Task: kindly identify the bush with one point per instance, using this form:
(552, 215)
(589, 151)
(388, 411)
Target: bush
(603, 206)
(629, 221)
= = = =
Exercise directions: Copy out the entries again, swapping each "bush" for "shrub" and keeping everything else the same.

Worked answer:
Task: kindly identify the shrub with one point per instance, using this form:
(552, 215)
(589, 151)
(388, 411)
Target: shrub
(603, 206)
(629, 221)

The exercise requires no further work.